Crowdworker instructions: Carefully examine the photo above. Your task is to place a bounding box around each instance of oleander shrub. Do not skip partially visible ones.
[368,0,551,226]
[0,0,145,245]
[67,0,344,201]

* * *

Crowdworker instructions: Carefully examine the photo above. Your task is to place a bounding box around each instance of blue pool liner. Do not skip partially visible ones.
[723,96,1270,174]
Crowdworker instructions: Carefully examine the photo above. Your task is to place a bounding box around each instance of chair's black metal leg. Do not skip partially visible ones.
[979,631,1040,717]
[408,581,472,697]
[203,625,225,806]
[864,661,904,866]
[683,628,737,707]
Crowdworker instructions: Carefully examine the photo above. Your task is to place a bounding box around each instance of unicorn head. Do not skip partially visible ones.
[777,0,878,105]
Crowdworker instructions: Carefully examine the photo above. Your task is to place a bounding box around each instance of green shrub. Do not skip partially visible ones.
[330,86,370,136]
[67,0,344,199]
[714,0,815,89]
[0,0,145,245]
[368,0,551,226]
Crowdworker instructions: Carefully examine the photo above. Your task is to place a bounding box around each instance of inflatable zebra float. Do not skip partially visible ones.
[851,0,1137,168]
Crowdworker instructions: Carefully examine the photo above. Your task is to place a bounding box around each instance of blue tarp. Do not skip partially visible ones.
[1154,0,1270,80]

Description of the task
Output as a JSON list of strings, one string per row, the rows from the one containing "leg. Do not skip partially visible ones." through the one containing "[777,0,878,105]", including both.

Solution to the exercise
[
  "Crowdworker instructions: Carefully examine the photo above. Your task is to place a bounding box around each instance of chair's black metal leg. Do not skip partially visible ones.",
  "[979,631,1040,717]",
  "[408,581,472,697]",
  "[203,625,225,806]",
  "[864,661,904,866]",
  "[683,628,737,707]",
  "Crowdworker instructions: Carefully examine the photo above. Your task is to place a bounding box around each instance of unicorn head. Do not skip partially visible ones.",
  "[777,0,878,105]"
]